▶ [Data extract]
============================================================

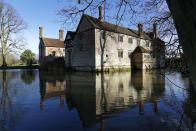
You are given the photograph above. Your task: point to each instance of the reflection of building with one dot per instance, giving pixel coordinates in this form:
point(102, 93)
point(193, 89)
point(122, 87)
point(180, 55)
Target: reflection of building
point(97, 97)
point(52, 86)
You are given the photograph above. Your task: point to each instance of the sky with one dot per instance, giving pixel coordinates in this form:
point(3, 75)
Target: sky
point(38, 13)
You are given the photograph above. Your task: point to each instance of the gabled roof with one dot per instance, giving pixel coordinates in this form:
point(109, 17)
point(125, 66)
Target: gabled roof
point(96, 23)
point(140, 49)
point(49, 42)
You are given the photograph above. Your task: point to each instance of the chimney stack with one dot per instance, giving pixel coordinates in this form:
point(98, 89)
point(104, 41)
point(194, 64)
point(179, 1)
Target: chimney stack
point(40, 32)
point(100, 14)
point(140, 29)
point(155, 30)
point(61, 35)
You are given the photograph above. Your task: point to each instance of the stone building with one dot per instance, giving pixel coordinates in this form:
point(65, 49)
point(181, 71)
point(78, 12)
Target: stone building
point(68, 46)
point(49, 48)
point(99, 45)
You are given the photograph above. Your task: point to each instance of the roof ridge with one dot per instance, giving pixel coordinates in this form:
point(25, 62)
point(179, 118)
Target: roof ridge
point(109, 26)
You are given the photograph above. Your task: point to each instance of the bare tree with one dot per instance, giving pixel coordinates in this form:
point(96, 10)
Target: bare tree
point(11, 25)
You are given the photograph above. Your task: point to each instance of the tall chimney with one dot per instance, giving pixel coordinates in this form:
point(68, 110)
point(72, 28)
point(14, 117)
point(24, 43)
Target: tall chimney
point(140, 29)
point(155, 30)
point(61, 35)
point(100, 14)
point(40, 32)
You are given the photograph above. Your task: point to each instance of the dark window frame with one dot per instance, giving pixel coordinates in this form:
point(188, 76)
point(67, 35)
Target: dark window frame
point(130, 40)
point(120, 53)
point(120, 38)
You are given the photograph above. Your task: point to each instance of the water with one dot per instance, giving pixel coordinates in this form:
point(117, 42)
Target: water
point(44, 101)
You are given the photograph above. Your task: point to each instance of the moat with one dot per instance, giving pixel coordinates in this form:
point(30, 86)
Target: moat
point(31, 100)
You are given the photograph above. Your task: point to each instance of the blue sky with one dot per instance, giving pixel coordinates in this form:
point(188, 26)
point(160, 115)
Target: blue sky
point(38, 13)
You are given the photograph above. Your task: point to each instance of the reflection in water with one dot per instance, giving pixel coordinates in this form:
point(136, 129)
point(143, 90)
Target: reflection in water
point(101, 96)
point(51, 88)
point(28, 76)
point(133, 101)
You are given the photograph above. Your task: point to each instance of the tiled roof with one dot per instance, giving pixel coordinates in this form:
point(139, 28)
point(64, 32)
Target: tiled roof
point(48, 42)
point(72, 35)
point(140, 49)
point(114, 28)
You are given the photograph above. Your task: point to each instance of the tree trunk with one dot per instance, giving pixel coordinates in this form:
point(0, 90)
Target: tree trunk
point(183, 12)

============================================================

▶ [Challenge] Repeat the full listing above exactly, with no pictures in the copy.

▶ [Exercise solution]
You are given the photograph above. Your task: point to each instance of the reflection of building with one dot per instance, giving pixel coordinates in this form:
point(102, 93)
point(193, 89)
point(122, 87)
point(180, 55)
Target: reflection of building
point(97, 97)
point(52, 86)
You are given the photograph above. Your task: point to each instance of the sky with one dot per instance, giving pixel coordinates in this form:
point(3, 75)
Target: sky
point(38, 13)
You are given the photograph above. Your task: point to each instance of the gabled roof with one dot per instance, giving pixel coordinates in this form:
point(109, 17)
point(125, 66)
Target: gabled roof
point(96, 23)
point(140, 49)
point(49, 42)
You are given the photograph above. Your task: point to each instance of the chimney stack with one dot per instance, giving pixel coordinates in this form:
point(98, 89)
point(104, 41)
point(194, 64)
point(179, 1)
Target: chimney stack
point(40, 32)
point(100, 14)
point(140, 29)
point(155, 30)
point(61, 35)
You are given the photograph above. Your task: point to each instance of the stone building with one dot per instance, giving pixel coordinates in this form:
point(65, 49)
point(181, 71)
point(78, 12)
Target: stone building
point(68, 46)
point(49, 48)
point(99, 45)
You are given the photograph above. Your task: point to each instance of the roof ridge with one dot per instance, giving pixel coordinates in this form:
point(25, 62)
point(179, 118)
Target: roof ridge
point(109, 26)
You are given the photograph above. Your task: point to each instance of the bare tree with one dot per instance, giving pixel coordinates in this form:
point(96, 10)
Target: bare tree
point(11, 25)
You are given the photograph above. Your task: point to each instance of the tall chimney with one dot per instance, giving pixel coordinates in this form:
point(68, 110)
point(72, 28)
point(14, 117)
point(24, 43)
Target: tall chimney
point(140, 29)
point(155, 30)
point(61, 35)
point(100, 14)
point(40, 32)
You are given the photograph above. Your task: point to each instance of the dark window frame with one dot per instance, giving pixel coordinates in this form:
point(188, 76)
point(67, 35)
Target: dark window frame
point(130, 40)
point(120, 53)
point(120, 38)
You are given the photograph above. Your task: point to each instance of the water with one dot per instance, giving pixel coordinates in this form:
point(117, 42)
Target: water
point(44, 101)
You are given the photograph above. Your task: point to each instance of the moat with one dot per instance, giving pixel coordinates in this form:
point(30, 86)
Target: moat
point(31, 100)
You are given the photograph above. Your task: point to each instance of the blue sky with one dot per instance, giving pixel coordinates in this form:
point(188, 26)
point(160, 115)
Target: blue sky
point(38, 13)
You are given the photograph above. Your task: point to each instance of the reflection in water with one dot per instance, giving pixel coordinates in this form:
point(136, 129)
point(143, 90)
Target: reflection in water
point(101, 96)
point(51, 88)
point(28, 76)
point(133, 101)
You are given the photograph above. Your task: point to each instance of the tiled roof with one dot per instance, giving pixel coordinates in this form:
point(139, 28)
point(64, 32)
Target: tiled roof
point(48, 42)
point(72, 35)
point(140, 49)
point(114, 28)
You are given the photograph above. Your task: point to each instance of the tree trunk with one dot per instance, giving pixel coordinates in this form:
point(0, 90)
Target: tree trunk
point(183, 12)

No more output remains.